▸ Instrução dada A
Segundo o trecho fornecido, quantos anos tem hoje o último tio vivo de Célia Maria?
▸ Instrução dada B
Reproduza, palavra por palavra, a parte do trecho fornecido que começa nas palavras "Dia seguinte fomos" e termina depois de "trancada de chaves.".

▸ Trecho fornecido
-*-
O lado geográfico ou lado do poder. O da Polícia ou o do crime organizado, de qual das facções entre muitas que formam o poder paralelo na República.
Dia seguinte fomos visitar o último tio vivo de Célia Maria, vindo do Rio Grande do Norte na década de 1950. Hoje com 92 anos, sua casa em antigo subúrbio carioca mais parece uma prisão. Toda cercada de grades, trancada de chaves.
Mandei instalar três câmeras de segurança, levantou-se para mostrar o local exato de cada uma, mesmo assim não durmo tranquilo! Vocês viram o posto de gasolina que foi incendiado ontem de madrugada? Aqui pertinho, os bandidos não acharam dinheiro no caixa e com raiva explodiram tudo.
Isso a dois dias do réveillon.
Não foi tão apavorante a passagem do ano. Rigoroso planejamento foi executado. Todas as ruas de acesso à Atlântica tinham revista individual para apreensão de qualquer instrumento usável para agredir: de armas de fogo a simples cabo de bandeira! As pessoas enchiam garrafas plásticas com bebidas, fazenda mais lenta as enormes filas. Veículos policiais, bombeiros, ambulância em pontos estratégicos ou circulando. Nos dois quilômetros que andei nada vi de agressão… Até parentes que nos alertaram, lá estavam com seus celulares documentando o réveillon de privilegiados foliões! Mas tem uma coisa: fedor na vizinhança dos mijadores móveis…
Mesmo assim, o Rio de Janeiro continua lindo!
-*-
▸ Informação exibida
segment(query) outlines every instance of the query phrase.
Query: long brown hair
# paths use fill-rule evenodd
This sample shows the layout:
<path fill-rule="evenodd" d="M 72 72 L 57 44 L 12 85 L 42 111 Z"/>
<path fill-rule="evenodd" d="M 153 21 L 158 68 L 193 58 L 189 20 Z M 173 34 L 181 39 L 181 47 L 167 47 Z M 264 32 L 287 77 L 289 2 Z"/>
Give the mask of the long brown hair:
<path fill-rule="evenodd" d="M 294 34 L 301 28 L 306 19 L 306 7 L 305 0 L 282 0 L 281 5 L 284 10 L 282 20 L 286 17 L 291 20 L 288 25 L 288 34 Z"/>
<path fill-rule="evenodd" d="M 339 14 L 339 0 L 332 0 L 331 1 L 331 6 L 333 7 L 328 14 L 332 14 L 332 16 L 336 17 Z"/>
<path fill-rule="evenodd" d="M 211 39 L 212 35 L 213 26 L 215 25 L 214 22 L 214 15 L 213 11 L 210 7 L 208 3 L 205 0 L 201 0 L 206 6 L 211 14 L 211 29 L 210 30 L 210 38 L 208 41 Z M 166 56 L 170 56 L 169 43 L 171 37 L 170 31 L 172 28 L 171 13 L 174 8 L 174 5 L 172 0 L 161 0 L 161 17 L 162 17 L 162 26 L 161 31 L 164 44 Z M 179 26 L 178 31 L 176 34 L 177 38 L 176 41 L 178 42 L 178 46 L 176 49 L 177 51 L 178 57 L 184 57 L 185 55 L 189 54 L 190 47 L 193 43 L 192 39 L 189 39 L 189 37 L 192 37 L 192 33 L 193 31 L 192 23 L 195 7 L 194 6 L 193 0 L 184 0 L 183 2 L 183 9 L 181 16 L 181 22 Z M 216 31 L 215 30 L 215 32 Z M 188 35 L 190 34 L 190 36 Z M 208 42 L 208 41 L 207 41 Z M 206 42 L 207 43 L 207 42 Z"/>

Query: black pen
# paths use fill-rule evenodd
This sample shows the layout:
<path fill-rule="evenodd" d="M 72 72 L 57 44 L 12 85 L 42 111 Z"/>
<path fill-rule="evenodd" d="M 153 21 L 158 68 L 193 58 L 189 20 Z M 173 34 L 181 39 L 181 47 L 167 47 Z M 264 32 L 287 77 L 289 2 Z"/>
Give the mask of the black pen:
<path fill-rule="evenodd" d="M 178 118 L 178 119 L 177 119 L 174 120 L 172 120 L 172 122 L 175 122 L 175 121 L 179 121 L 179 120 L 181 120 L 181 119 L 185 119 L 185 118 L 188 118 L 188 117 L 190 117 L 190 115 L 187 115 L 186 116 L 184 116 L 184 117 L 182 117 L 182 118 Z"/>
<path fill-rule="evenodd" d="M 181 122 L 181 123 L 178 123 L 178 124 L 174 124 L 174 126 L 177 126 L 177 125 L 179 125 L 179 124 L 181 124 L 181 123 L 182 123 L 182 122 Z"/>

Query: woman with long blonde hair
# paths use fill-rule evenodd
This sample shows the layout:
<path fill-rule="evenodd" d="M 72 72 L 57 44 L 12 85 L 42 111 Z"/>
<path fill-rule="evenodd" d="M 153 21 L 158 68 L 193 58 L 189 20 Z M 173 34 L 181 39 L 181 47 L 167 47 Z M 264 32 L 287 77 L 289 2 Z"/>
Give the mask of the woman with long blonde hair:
-*-
▸ Resultado correto A
92 anos.

▸ Resultado correto B
Dia seguinte fomos visitar o último tio vivo de Célia Maria, vindo do Rio Grande do Norte na década de 1950. Hoje com 92 anos, sua casa em antigo subúrbio carioca mais parece uma prisão. Toda cercada de grades, trancada de chaves.